SELECTED EXTRACT
A mile from Akhlat, on a table-land of smooth green sward high above the silver sea, facing southwards, with a glorious view of the mountains of Central Kurdistan whitened with the first snows of winter, lies in an indescribable loneliness—the city of the dead. The sward is covered though not crowded with red sandstone monoliths, from six to fourteen feet in height, generally in excellent preservation. Each has a projecting cornice on the east side with carved niches, and the western face is covered with exquisite tracery in arabesques and knot-work, and inscriptions in early Arabic. On the graves are either three carved stones arranged on edge, or a single heavy hewn stone with a rounded top, and sides decorated with arabesques. Few of these beautiful monoliths have fallen, but some are much time-worn, and have a growth of vivid red or green lichen upon them.

RECORDS SUPPLIED
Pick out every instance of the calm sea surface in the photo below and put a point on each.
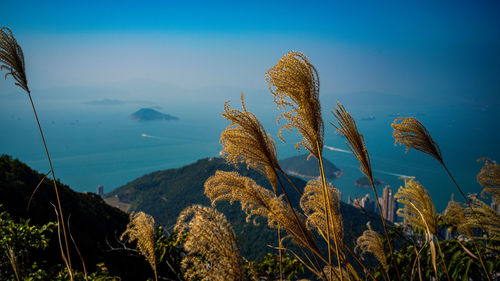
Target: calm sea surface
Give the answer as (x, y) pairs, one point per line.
(97, 144)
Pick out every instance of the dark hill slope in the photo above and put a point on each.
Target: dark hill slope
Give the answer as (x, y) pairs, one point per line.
(164, 194)
(93, 223)
(301, 167)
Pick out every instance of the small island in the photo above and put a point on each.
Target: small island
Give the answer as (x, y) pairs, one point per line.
(368, 118)
(309, 169)
(149, 114)
(365, 182)
(105, 102)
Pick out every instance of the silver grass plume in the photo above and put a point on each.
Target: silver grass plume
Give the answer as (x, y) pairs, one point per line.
(483, 216)
(212, 254)
(354, 140)
(141, 229)
(411, 133)
(336, 276)
(454, 215)
(372, 242)
(418, 209)
(12, 58)
(245, 140)
(313, 205)
(294, 83)
(489, 178)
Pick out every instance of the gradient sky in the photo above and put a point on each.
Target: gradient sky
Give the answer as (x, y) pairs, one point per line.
(428, 49)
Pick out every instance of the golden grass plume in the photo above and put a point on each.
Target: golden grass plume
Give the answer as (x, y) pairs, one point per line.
(411, 133)
(489, 178)
(313, 204)
(372, 242)
(12, 58)
(245, 140)
(294, 83)
(354, 140)
(212, 254)
(454, 215)
(418, 209)
(483, 216)
(141, 229)
(257, 202)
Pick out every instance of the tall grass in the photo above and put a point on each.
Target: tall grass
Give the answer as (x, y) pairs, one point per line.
(12, 60)
(210, 243)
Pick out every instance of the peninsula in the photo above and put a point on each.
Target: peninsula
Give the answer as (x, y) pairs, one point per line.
(149, 114)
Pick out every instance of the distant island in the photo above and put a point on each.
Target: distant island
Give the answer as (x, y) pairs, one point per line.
(149, 114)
(369, 118)
(365, 182)
(105, 102)
(301, 167)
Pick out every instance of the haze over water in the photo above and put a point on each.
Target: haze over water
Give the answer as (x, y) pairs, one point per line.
(436, 61)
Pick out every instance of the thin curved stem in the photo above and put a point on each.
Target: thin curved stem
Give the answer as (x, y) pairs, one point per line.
(385, 230)
(68, 258)
(442, 260)
(327, 215)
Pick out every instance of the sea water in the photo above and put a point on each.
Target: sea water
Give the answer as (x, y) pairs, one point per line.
(99, 144)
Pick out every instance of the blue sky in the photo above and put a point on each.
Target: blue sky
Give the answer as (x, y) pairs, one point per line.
(423, 49)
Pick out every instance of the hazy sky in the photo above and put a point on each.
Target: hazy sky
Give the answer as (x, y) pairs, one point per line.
(443, 49)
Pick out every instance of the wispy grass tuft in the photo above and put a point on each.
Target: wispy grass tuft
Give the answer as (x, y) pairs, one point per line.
(140, 229)
(12, 60)
(245, 140)
(212, 254)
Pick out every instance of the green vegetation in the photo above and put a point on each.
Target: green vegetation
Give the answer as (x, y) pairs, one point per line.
(164, 194)
(365, 182)
(307, 222)
(302, 167)
(148, 114)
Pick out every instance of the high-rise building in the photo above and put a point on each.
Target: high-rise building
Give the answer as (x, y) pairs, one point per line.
(366, 203)
(388, 204)
(100, 190)
(495, 205)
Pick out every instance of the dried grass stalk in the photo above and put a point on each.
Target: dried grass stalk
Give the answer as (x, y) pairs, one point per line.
(12, 58)
(256, 202)
(454, 215)
(245, 140)
(372, 242)
(294, 83)
(212, 254)
(418, 209)
(354, 140)
(313, 204)
(489, 178)
(411, 133)
(141, 229)
(483, 216)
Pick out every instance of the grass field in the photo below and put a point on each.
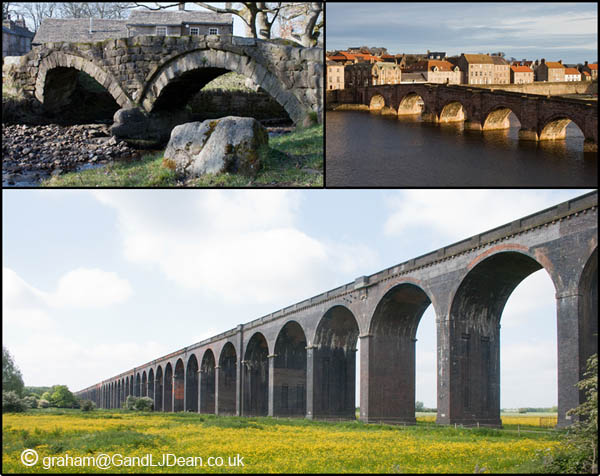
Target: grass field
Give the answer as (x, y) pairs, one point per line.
(265, 444)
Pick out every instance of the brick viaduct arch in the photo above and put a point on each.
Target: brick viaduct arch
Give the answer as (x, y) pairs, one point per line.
(136, 70)
(541, 117)
(301, 360)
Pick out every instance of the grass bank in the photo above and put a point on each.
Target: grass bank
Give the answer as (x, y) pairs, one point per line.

THE PROBLEM
Please duplicate everything in the passage on the Akhlat burial ground above, from "A mile from" down to "lichen upon them.".

FINAL RESULT
A mile from Akhlat, on a table-land of smooth green sward high above the silver sea, facing southwards, with a glorious view of the mountains of Central Kurdistan whitened with the first snows of winter, lies in an indescribable loneliness—the city of the dead. The sward is covered though not crowded with red sandstone monoliths, from six to fourteen feet in height, generally in excellent preservation. Each has a projecting cornice on the east side with carved niches, and the western face is covered with exquisite tracery in arabesques and knot-work, and inscriptions in early Arabic. On the graves are either three carved stones arranged on edge, or a single heavy hewn stone with a rounded top, and sides decorated with arabesques. Few of these beautiful monoliths have fallen, but some are much time-worn, and have a growth of vivid red or green lichen upon them.